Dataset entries
■ ■ ■

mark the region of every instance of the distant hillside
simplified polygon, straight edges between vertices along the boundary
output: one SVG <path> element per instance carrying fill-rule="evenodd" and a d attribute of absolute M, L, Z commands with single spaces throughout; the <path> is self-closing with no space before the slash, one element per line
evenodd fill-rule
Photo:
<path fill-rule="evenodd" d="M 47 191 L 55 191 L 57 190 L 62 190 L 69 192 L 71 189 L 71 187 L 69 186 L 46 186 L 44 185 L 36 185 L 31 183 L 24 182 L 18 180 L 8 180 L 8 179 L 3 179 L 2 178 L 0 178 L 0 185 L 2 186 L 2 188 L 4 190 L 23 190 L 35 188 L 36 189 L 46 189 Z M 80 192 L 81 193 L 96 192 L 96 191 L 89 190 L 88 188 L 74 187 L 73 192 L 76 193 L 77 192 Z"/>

■ ■ ■

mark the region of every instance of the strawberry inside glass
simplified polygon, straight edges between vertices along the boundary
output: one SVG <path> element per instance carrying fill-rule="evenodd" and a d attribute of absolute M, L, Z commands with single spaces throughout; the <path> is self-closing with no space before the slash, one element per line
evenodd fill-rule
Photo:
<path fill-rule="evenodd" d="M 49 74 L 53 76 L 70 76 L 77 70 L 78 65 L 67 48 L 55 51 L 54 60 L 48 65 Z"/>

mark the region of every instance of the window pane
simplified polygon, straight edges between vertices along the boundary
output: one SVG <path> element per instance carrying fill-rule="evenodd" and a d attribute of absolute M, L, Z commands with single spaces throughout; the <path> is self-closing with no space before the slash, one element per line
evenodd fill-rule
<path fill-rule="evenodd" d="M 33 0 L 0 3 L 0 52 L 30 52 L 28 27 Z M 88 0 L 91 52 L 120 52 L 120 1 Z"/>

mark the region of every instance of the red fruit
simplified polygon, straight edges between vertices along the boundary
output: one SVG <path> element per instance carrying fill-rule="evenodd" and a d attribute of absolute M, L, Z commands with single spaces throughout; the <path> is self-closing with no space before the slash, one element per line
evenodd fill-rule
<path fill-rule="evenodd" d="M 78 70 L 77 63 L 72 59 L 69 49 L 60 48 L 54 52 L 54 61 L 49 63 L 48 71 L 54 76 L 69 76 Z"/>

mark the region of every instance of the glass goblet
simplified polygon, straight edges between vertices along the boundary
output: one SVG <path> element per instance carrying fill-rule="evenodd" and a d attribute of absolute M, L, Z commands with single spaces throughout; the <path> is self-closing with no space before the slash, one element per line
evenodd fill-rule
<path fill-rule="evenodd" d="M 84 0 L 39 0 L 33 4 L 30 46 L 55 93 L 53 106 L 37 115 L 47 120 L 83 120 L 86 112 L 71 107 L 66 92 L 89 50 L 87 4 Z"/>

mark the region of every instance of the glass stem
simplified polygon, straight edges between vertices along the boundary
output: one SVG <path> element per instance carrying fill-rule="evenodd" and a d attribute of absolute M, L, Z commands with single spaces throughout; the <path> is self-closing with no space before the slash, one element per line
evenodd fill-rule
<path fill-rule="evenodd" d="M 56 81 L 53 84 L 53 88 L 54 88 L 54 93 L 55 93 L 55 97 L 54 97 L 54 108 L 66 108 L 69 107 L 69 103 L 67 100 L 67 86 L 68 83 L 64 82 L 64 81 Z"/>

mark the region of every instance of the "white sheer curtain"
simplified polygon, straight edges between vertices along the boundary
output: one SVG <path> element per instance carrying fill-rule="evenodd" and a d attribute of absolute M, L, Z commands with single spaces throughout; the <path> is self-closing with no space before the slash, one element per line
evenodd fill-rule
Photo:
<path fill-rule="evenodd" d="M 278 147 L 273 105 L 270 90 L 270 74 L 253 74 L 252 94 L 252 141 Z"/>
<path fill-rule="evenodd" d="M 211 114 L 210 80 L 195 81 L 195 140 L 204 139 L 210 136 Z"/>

■ ■ ■

=== Brief ===
Repeat the lines from the one containing "mark the region of every instance of the strawberry" through the one containing "78 70 L 77 63", including both of those lines.

=== Expected output ===
mark the region of every instance of the strawberry inside glass
simplified polygon, straight edges between vertices along the boundary
output: one SVG <path> element per instance carrying fill-rule="evenodd" and a d attribute of absolute M, L, Z commands with single spaces throughout; the <path> is self-closing with no space before the slash, one element per line
evenodd fill-rule
Photo:
<path fill-rule="evenodd" d="M 49 74 L 53 76 L 70 76 L 77 70 L 78 65 L 67 48 L 55 51 L 54 60 L 48 65 Z"/>

mark the region of every instance of the window pane
simplified polygon, straight edges between vertices along the boundary
output: one SVG <path> element per instance carrying fill-rule="evenodd" and a d attribute of absolute M, L, Z commands with single spaces throughout; the <path> is self-closing with no space before the slash, one element per line
evenodd fill-rule
<path fill-rule="evenodd" d="M 33 0 L 0 3 L 0 52 L 30 52 L 28 27 Z M 88 0 L 91 52 L 120 52 L 120 1 Z"/>

mark the region of every instance of the red fruit
simplified polygon, straight edges between vertices along the boundary
output: one SVG <path> element per instance carrying fill-rule="evenodd" and a d attribute of absolute M, L, Z commands with single spaces throughout; the <path> is self-closing with no space before the slash, one element per line
evenodd fill-rule
<path fill-rule="evenodd" d="M 78 70 L 77 63 L 72 59 L 69 49 L 60 48 L 54 52 L 54 61 L 49 63 L 48 71 L 54 76 L 69 76 Z"/>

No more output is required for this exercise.